## WHAT TO DO
Rewrite the rows below, everything from the one containing "object_query: white background" down to the one containing "[260,219,1038,771]", both included, and nothing else. Keep the requests as they are, but scale every bounding box coordinate by 2.2 and round each to a whole number, with halves rounded up.

— begin DATASET ENTRIES —

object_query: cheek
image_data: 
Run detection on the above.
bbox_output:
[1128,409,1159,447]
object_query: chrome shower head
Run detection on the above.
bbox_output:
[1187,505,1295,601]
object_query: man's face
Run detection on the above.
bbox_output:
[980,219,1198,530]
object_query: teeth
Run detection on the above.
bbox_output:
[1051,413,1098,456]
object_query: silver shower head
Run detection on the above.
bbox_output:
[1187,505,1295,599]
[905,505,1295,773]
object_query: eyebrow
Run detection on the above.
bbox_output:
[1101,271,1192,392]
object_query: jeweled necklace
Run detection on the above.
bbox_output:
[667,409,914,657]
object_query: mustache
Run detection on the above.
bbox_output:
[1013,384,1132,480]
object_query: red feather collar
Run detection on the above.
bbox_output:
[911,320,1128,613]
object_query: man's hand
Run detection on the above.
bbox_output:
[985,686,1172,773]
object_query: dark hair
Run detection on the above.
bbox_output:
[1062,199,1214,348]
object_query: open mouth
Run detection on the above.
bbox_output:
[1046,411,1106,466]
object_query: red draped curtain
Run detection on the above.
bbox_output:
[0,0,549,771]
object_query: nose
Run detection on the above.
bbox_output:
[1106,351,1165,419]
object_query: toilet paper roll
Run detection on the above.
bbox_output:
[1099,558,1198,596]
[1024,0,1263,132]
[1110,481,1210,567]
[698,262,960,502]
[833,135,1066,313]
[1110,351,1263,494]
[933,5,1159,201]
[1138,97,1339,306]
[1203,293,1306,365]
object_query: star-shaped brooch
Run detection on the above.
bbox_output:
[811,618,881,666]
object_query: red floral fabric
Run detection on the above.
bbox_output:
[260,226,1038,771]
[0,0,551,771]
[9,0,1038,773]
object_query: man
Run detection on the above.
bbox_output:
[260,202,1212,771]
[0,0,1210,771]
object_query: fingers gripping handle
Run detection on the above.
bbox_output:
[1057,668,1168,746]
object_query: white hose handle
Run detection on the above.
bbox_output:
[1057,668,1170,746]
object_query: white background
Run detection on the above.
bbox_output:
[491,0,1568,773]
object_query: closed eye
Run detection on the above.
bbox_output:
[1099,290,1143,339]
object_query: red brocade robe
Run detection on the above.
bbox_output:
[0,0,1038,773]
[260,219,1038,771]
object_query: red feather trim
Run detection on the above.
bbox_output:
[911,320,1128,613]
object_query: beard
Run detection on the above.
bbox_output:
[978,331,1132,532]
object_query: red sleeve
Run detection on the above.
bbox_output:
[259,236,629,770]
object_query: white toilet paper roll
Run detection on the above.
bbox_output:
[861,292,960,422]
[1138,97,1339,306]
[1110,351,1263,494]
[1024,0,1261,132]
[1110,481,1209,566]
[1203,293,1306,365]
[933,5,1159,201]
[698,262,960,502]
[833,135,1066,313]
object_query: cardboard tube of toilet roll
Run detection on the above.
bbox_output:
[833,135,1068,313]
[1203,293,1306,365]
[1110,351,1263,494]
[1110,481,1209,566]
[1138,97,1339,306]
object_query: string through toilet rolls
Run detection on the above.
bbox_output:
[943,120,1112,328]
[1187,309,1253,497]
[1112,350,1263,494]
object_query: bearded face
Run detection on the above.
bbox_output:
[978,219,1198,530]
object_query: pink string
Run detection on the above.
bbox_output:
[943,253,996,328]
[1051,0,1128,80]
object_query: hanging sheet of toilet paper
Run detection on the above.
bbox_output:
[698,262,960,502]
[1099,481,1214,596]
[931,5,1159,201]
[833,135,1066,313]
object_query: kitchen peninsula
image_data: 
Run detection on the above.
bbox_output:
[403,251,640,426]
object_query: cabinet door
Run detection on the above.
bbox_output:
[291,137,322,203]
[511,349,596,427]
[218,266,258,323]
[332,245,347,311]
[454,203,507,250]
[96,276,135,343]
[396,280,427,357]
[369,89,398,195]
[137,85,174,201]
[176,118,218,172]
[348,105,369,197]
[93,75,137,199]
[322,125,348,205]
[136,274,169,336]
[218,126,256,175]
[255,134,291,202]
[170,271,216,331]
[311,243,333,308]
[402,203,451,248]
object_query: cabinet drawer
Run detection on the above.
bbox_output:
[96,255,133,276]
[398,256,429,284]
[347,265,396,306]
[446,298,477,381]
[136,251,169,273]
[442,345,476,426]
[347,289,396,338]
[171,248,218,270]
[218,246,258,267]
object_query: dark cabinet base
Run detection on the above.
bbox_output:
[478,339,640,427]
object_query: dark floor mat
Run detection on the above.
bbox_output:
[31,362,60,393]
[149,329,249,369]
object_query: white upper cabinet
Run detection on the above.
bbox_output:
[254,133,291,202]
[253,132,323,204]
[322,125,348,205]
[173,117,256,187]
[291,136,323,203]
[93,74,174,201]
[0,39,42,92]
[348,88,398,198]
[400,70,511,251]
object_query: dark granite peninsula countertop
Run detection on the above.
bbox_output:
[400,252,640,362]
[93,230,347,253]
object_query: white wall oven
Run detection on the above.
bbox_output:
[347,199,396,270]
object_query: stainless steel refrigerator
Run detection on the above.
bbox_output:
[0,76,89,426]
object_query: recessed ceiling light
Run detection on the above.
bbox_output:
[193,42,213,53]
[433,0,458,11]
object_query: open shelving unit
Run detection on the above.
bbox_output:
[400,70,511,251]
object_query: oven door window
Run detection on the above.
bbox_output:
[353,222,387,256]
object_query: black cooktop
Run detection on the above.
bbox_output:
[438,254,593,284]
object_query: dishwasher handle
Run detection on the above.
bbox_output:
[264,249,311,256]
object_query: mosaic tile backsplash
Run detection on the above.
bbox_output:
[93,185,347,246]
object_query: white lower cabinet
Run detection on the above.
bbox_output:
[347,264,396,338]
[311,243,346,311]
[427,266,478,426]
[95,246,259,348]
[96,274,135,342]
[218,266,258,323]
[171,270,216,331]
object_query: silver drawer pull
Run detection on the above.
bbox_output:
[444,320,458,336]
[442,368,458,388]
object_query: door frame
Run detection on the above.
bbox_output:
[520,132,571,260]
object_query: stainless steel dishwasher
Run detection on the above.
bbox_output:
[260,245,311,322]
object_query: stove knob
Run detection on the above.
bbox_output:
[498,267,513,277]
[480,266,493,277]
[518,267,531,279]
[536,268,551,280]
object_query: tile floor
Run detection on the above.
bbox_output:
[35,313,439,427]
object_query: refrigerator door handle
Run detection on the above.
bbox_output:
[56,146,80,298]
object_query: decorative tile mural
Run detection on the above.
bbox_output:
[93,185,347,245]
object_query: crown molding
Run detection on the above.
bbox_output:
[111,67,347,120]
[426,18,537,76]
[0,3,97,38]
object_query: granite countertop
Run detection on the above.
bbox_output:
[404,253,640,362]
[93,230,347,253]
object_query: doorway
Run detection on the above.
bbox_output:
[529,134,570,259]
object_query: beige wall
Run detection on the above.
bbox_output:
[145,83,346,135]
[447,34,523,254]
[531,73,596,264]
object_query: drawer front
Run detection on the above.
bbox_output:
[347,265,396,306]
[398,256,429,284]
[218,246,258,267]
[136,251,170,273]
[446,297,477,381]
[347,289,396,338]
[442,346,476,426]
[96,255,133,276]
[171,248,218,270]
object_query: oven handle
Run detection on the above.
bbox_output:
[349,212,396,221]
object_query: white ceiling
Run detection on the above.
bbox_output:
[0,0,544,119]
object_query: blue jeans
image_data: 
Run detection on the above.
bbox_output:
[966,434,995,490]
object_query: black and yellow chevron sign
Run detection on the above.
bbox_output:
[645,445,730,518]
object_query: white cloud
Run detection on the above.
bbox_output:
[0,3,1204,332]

— end DATASET ENTRIES —

## RIGHT ANSWER
object_query: white background
Run detection on the above.
bbox_output:
[1080,0,3450,1701]
object_query: closed eye
Run detection on the above.
bbox_output:
[2418,638,2515,746]
object_query: red brocade robe
Run detection on the above.
bbox_output:
[0,0,2284,1701]
[572,482,2284,1696]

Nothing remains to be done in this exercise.